Excerpts from a detection dataset:
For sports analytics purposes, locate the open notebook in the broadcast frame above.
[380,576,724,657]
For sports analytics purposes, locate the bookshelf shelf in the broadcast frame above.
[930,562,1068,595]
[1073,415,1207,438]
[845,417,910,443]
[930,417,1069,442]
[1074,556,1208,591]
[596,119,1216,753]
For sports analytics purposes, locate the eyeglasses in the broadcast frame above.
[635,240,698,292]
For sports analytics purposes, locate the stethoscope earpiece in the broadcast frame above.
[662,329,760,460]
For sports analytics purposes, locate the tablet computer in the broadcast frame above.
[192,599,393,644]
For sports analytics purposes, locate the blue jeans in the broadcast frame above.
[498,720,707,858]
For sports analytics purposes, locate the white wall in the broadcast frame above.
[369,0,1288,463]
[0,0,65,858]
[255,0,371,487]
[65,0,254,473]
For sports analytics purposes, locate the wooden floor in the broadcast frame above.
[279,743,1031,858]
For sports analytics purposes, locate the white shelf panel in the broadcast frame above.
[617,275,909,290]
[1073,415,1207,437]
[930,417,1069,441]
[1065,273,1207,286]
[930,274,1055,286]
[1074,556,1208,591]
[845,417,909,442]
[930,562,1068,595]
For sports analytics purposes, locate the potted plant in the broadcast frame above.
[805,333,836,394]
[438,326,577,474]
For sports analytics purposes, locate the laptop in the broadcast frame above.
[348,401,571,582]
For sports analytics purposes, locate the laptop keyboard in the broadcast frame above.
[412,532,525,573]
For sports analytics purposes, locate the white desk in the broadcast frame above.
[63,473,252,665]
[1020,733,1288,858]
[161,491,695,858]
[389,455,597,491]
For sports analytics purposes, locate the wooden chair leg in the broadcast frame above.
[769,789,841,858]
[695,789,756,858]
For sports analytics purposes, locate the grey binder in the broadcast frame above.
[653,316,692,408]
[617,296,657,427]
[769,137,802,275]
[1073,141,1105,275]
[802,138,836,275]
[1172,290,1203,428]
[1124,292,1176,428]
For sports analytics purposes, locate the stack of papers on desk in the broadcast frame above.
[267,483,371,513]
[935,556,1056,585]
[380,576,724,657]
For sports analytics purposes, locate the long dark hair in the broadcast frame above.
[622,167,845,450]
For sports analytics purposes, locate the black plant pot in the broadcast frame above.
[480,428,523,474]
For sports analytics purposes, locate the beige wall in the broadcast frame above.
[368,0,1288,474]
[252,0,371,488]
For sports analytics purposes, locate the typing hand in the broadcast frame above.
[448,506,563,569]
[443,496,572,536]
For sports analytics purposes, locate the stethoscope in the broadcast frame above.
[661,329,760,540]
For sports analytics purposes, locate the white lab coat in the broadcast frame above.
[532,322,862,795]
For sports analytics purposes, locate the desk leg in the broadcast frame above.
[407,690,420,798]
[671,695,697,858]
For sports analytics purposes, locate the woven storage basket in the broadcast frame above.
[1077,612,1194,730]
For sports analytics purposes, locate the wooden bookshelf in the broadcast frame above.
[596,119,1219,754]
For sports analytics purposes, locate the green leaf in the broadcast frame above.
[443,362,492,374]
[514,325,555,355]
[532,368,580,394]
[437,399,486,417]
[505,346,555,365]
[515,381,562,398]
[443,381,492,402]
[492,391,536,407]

▸ What you should do
Return all of the entries above word for word, with nothing changed or left out.

▸ Expected answer
For sports analytics purposes, locate the open notebook in the broadcast frame above.
[380,576,724,657]
For sports analytics purposes, locate the bookshelf shelf in the broadcast frame above.
[930,562,1068,595]
[1073,415,1207,438]
[845,417,910,443]
[930,417,1069,442]
[1074,556,1208,591]
[596,119,1216,753]
For sports analytics purposes, locate the eyeglasses in the broadcast frame above.
[635,240,698,292]
For sports analytics purposes, locate the stethoscope earpiece in the broadcast frame above.
[662,329,760,460]
For sports analytics purposes, locate the tablet computer in the broadcast frame above.
[192,599,393,644]
For sports analytics purposes, locate the blue jeans in the broadcast frame above.
[498,720,707,858]
For sports analytics purposes, locate the white wall in the broadcast frame above.
[369,0,1288,463]
[0,0,65,858]
[255,0,371,487]
[65,0,254,473]
For sports analytics purposes, locate the wooden floor in the broadcast frame above.
[279,743,1031,858]
For sports analytics purposes, locate the white shelf panel in the broadcast frame above.
[617,275,909,290]
[1073,415,1207,437]
[930,417,1069,441]
[1065,273,1207,286]
[930,274,1055,286]
[1074,556,1208,591]
[845,417,909,442]
[930,562,1068,595]
For sports analytics purposes, locate the potted plant in the broadcast frame above.
[805,333,836,394]
[438,326,577,474]
For sports analytics purposes, locate the laptop in the broadcast frame above.
[348,401,571,582]
For sports analytics purposes, locate the laptop keyboard in the broadcast frame above.
[412,532,525,573]
For sports analytics purposes, locate the white desk in the broadcast frame above.
[63,473,252,665]
[1020,733,1288,858]
[161,491,695,858]
[389,455,597,491]
For sports analytics purposes, locate the wooden chair leg in the broadcast frame above.
[769,789,841,858]
[695,789,756,858]
For sports analytics purposes, locate the grey binder in the broadcast frame above.
[653,316,692,408]
[617,296,657,427]
[769,137,802,275]
[1073,141,1105,275]
[802,138,836,275]
[1172,290,1203,428]
[1124,292,1176,428]
For sports analytics purposes, locate the stack of papers on desk in the broadcast frame above.
[267,483,371,513]
[935,556,1056,585]
[380,576,724,657]
For sports analytics purposes, locate the long dark hair in the broadcast frame above.
[622,167,845,450]
For sports analytics purposes, locate the black plant pot in the broadcast frame above.
[480,428,523,474]
For sports analytics purposes, locate the beige wall in the broadcast frame above.
[368,0,1288,474]
[252,0,371,488]
For sports analytics purposes, locate the typing hand in the broadcast frame above.
[448,506,563,569]
[443,496,572,536]
For sports analytics purposes, locate the stethoscope in the broadcast frame above.
[661,329,760,540]
For sports analytics purposes, locate the white lab coat in the broadcast frame above.
[532,322,862,795]
For sports analytics purposes, locate the desk leg in the broadcast frame above.
[407,690,420,798]
[671,695,697,858]
For sports analytics purposes, locate the woven storage basket in the broadcast frame above.
[1077,612,1194,730]
For sports analytics purposes, locate the wooden bookshelf in the broadcast frame above.
[596,119,1219,754]
For sports analytics purposes, locate the green leaf in the broadcast frame above.
[443,362,492,374]
[514,325,555,355]
[532,368,580,394]
[437,399,486,417]
[505,346,555,365]
[515,381,562,398]
[443,381,492,402]
[492,391,536,407]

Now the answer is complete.